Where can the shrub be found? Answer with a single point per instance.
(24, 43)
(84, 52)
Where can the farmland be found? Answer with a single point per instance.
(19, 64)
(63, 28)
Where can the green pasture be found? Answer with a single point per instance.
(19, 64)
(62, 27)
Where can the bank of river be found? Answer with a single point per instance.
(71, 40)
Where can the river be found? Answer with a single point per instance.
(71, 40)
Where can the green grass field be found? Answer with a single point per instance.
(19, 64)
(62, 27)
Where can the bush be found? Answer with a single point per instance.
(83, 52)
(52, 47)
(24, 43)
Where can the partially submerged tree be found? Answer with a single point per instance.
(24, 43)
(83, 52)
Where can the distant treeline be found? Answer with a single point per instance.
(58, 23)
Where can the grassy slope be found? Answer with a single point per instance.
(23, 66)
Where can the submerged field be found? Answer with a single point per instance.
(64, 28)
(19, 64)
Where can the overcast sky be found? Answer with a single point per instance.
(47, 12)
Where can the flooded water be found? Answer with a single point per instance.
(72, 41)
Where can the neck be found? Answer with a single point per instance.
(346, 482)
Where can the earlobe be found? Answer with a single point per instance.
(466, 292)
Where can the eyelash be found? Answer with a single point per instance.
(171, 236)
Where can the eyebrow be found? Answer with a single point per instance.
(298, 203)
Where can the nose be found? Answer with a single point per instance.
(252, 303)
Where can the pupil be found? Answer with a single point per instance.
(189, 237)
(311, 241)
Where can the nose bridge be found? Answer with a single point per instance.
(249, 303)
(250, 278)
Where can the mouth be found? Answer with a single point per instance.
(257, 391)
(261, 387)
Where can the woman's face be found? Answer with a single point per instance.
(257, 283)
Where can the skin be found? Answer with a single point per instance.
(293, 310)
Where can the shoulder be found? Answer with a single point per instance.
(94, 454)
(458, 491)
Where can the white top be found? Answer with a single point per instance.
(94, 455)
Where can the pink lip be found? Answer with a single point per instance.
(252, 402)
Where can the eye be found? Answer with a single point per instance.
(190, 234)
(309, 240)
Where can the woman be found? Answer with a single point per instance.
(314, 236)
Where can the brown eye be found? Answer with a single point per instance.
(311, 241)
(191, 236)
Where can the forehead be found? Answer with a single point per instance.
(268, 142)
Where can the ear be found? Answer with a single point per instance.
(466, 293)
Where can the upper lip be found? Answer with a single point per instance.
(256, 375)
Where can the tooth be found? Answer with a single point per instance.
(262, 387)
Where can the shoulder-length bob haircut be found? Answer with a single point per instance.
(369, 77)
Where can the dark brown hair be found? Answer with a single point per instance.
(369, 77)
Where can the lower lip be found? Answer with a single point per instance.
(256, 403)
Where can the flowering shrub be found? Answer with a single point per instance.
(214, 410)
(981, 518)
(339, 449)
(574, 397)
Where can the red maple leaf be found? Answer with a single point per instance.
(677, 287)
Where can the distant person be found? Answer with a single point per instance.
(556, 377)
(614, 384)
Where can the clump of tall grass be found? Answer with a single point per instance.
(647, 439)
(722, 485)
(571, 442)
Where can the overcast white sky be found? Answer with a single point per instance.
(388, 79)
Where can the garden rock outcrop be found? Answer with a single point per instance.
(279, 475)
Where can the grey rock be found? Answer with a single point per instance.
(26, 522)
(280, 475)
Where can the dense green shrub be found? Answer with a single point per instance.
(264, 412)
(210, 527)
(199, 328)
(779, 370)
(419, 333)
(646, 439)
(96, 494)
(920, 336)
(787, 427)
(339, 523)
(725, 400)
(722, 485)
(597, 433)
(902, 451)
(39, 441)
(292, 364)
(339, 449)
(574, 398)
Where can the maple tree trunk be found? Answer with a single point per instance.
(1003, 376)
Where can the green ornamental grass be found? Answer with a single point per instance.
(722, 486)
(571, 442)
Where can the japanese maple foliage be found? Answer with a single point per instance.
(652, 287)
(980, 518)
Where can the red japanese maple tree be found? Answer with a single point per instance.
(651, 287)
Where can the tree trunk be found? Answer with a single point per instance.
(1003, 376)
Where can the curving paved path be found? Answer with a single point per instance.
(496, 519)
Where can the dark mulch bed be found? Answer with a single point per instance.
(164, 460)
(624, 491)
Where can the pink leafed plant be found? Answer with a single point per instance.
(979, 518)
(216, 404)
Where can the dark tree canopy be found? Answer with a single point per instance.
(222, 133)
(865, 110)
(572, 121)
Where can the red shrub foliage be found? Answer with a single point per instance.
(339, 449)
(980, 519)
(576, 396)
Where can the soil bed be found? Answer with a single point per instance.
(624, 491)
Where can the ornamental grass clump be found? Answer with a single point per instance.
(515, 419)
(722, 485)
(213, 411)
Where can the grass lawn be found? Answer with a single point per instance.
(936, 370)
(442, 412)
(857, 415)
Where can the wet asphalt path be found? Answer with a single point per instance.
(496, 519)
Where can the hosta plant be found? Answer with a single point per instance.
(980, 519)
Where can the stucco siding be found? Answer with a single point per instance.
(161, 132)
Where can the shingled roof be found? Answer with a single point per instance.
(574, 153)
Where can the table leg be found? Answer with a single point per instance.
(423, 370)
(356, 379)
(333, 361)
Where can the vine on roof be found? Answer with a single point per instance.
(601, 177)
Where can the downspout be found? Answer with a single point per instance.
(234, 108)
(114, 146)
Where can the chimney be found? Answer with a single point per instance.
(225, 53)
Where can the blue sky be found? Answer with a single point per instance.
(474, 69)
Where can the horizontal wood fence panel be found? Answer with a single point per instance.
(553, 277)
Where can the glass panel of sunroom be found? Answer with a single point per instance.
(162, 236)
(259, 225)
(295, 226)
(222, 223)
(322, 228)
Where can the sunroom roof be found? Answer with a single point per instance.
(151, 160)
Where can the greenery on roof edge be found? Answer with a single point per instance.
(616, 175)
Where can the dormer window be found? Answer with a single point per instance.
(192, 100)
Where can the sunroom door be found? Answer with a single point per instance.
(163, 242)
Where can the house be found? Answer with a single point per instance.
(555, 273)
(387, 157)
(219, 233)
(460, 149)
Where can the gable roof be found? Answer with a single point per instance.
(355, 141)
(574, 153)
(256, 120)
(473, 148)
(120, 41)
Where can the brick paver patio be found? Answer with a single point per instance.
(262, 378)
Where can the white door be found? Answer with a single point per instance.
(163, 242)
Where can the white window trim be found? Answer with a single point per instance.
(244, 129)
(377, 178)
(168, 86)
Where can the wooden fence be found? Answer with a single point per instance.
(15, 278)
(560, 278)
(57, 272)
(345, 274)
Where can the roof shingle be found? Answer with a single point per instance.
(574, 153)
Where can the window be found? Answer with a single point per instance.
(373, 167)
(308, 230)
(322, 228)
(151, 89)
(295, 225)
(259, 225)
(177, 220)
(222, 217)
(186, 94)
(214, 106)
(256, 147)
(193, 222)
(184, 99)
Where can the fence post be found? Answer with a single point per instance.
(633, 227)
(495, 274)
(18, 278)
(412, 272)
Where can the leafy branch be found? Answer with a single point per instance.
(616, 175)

:::

**EXERCISE DIRECTIONS:** Set down only these lines, exactly: the line containing "Where can the vine" and each line after it, through the end of the listing.

**FINAL RESULT:**
Where can the vine on roof be found? Answer with a single point per instance.
(601, 177)
Where can the downspout be found? Answer with a single point per instance.
(234, 108)
(114, 146)
Where can the chimney be found? Answer with a single point per instance.
(225, 53)
Where can the blue sky be found? Answer with a single point per instance.
(474, 69)
Where can the horizontal wood fence panel be found? Answer with a single point per instance.
(553, 277)
Where can the glass panel of sunroom be found? Answer with a single point per instance.
(162, 236)
(259, 225)
(295, 226)
(222, 223)
(322, 228)
Where can the sunroom roof be found? Answer with a single point per instance.
(151, 160)
Where can the greenery on roof edge be found? Answer with a single point per instance.
(616, 175)
Where can the dormer window be found? Answer with a single point per instance.
(192, 100)
Where can the sunroom door be found? Answer with a single point per instance.
(163, 242)
Where can the house be found? Answer with a single point per instance.
(555, 273)
(387, 157)
(219, 233)
(460, 149)
Where can the gable roof be found? Answer with a single point per instance.
(355, 141)
(574, 153)
(256, 120)
(473, 148)
(120, 41)
Where can the brick paver patio be found? Answer with a single point per instance.
(262, 378)
Where can the white door be found? Answer with a single point per instance.
(163, 242)
Where can the white window trim be found? Answer with a single point per instance.
(244, 129)
(377, 178)
(168, 86)
Where can the wooden fence be found? Answer with a single point per instance.
(15, 278)
(560, 278)
(57, 272)
(345, 274)
Where can the roof shingle be found? Answer with a single point per instance.
(574, 153)
Where can the window be found? Answer with a single point per instance.
(373, 167)
(308, 230)
(322, 228)
(151, 89)
(295, 225)
(259, 225)
(177, 220)
(222, 217)
(186, 94)
(214, 106)
(256, 147)
(193, 222)
(184, 99)
Where can the fence post be found? Answer with a single point per instance.
(633, 227)
(495, 274)
(18, 278)
(412, 272)
Where can the leafy branch be found? Answer with a single point per instance.
(616, 175)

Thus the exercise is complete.